Passage shown |
◆ ◆ ◆ ◆ ◆ ◆ ◆
Stay of the writ of execution

[36] The applicant launched an application for the stay of a writ of execution issued against it. It did not pursue this application on an urgent basis resulting in the application for rescission and the application for the stay of the writ being heard on the same day. However, if rescission is granted, the application to stay the writ becomes academic; if rescission is refused, there is no basis to stay the writ.

[37] On either eventuality, the costs for the application to stay the writ of execution are wasted. I propose to order the applicant to pay the costs of this application.
◆ ◆ ◆ ◆ ◆ ◆ ◆
Requirement 1 | Copy the part of the passage on staying the writ of execution between "[37] On either" and "of this application.", inclusive.
◆ ◆ ◆ ◆ ◆ ◆ ◆
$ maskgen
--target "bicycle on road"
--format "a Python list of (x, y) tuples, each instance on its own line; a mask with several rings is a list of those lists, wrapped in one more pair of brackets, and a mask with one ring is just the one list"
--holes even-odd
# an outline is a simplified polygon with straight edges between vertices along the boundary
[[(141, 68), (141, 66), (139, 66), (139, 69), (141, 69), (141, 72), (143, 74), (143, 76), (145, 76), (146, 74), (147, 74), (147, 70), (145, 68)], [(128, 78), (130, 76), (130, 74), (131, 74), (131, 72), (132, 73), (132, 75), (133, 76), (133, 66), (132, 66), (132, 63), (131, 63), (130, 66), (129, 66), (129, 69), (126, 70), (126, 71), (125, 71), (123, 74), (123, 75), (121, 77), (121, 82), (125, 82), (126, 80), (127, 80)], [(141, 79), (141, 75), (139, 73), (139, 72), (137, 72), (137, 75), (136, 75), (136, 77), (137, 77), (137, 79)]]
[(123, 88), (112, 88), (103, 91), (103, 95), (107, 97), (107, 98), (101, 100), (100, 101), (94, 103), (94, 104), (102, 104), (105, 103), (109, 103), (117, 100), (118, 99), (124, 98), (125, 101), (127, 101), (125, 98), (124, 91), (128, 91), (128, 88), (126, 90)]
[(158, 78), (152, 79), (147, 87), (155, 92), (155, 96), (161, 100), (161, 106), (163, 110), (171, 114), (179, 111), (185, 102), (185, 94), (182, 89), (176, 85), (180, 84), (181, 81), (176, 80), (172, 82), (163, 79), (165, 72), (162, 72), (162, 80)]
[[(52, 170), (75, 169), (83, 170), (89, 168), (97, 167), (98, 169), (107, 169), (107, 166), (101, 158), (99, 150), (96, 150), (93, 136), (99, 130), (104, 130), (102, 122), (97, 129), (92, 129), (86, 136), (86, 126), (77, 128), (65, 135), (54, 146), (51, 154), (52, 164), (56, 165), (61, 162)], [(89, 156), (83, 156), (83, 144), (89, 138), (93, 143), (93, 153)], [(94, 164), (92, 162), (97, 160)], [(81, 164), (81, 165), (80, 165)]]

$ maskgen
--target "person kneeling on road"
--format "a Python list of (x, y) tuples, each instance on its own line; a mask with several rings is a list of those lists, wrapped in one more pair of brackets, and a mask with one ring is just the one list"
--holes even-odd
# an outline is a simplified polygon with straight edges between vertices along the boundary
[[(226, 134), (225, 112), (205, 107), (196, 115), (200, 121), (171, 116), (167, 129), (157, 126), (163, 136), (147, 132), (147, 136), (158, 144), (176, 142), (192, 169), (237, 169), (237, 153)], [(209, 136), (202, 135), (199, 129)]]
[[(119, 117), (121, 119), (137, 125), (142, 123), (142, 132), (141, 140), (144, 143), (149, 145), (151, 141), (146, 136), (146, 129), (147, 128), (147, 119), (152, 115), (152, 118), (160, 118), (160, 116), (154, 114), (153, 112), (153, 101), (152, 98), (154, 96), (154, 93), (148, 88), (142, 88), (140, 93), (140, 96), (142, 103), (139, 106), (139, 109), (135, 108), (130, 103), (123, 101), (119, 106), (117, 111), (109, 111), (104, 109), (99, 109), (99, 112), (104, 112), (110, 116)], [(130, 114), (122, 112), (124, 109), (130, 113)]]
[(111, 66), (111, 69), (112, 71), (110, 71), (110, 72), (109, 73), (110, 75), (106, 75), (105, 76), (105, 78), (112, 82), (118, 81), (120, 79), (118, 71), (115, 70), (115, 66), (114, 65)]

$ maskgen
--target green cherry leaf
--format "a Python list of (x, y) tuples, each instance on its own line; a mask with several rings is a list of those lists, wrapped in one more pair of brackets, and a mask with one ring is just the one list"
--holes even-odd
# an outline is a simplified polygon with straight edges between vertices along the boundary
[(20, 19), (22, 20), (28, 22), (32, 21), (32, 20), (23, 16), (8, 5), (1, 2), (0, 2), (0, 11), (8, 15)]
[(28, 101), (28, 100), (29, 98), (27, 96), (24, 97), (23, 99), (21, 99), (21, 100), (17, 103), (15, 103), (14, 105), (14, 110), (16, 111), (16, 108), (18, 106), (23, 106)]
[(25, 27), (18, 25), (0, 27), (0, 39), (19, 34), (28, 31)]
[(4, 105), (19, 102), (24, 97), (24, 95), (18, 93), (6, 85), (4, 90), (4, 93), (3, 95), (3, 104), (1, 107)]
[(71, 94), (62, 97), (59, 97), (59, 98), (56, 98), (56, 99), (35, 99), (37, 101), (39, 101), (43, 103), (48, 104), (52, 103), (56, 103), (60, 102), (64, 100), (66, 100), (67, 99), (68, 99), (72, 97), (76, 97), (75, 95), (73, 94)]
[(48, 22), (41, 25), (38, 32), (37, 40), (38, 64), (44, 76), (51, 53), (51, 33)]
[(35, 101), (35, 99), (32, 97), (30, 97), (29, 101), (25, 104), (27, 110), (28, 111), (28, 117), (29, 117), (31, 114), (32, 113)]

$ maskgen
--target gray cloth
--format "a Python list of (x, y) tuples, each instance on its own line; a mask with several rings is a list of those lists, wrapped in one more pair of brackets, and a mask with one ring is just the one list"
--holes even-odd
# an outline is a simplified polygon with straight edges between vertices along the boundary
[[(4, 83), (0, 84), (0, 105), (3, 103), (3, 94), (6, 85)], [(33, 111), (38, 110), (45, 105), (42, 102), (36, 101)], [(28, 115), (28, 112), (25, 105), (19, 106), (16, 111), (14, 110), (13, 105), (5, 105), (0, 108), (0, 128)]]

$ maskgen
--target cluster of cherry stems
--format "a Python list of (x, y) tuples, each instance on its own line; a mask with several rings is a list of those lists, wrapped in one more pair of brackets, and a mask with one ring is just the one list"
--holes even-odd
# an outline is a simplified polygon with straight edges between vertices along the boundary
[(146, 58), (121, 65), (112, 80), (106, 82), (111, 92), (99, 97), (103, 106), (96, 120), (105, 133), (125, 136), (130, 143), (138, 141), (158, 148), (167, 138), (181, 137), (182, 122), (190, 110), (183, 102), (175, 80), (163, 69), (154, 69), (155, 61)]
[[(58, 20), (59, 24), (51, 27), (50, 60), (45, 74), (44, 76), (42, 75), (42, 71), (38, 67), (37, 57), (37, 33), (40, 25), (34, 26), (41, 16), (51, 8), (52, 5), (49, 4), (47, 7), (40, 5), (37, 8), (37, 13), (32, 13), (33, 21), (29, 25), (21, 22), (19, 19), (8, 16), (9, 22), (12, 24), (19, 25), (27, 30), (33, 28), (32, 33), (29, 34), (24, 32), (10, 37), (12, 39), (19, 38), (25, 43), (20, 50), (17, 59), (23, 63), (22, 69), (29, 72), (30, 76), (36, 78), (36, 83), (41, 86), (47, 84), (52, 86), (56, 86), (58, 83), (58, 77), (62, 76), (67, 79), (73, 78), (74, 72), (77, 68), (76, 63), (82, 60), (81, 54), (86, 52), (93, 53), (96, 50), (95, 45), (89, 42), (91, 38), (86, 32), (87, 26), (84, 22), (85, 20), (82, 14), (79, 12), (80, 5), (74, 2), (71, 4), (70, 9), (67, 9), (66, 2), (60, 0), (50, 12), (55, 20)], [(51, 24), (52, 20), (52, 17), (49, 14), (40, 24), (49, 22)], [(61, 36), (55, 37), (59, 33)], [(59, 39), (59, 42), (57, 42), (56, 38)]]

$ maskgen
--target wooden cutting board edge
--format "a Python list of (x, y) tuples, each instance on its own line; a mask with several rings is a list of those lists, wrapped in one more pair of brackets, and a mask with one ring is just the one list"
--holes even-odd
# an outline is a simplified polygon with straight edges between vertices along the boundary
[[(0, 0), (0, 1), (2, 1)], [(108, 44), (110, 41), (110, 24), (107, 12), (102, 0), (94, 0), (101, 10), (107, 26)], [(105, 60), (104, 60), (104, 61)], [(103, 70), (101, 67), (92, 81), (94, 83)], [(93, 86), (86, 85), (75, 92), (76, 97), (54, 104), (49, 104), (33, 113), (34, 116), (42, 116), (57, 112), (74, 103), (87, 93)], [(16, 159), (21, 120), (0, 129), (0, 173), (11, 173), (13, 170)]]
◆ ◆ ◆ ◆ ◆ ◆ ◆
Requirement 2 | Rewrite the rows between the first line and the line holding "88), (126, 90)]", inclusive, with "bicycle" replaced by "motorcycle" and everything else left the same.

Exercise response 1 |
[37] On either eventuality, the costs for the application to stay the writ of execution are wasted. I propose to order the applicant to pay the costs of this application.

Exercise response 2 |
$ maskgen
--target "motorcycle on road"
--format "a Python list of (x, y) tuples, each instance on its own line; a mask with several rings is a list of those lists, wrapped in one more pair of brackets, and a mask with one ring is just the one list"
--holes even-odd
# an outline is a simplified polygon with straight edges between vertices along the boundary
[[(141, 68), (141, 66), (139, 66), (139, 69), (141, 69), (141, 72), (143, 74), (143, 76), (145, 76), (146, 74), (147, 74), (147, 70), (145, 68)], [(128, 78), (130, 76), (130, 74), (131, 74), (131, 72), (132, 73), (132, 75), (133, 76), (133, 66), (132, 66), (132, 63), (131, 63), (130, 66), (129, 66), (129, 69), (126, 70), (126, 71), (125, 71), (123, 74), (123, 75), (121, 77), (121, 82), (125, 82), (126, 80), (127, 80)], [(141, 79), (141, 75), (139, 73), (139, 72), (137, 72), (137, 75), (136, 75), (136, 77), (137, 77), (137, 79)]]
[(123, 88), (112, 88), (103, 91), (103, 95), (107, 97), (107, 98), (101, 100), (100, 101), (94, 103), (94, 104), (102, 104), (105, 103), (109, 103), (117, 100), (118, 99), (124, 98), (125, 101), (127, 101), (125, 98), (124, 91), (128, 91), (128, 88), (126, 90)]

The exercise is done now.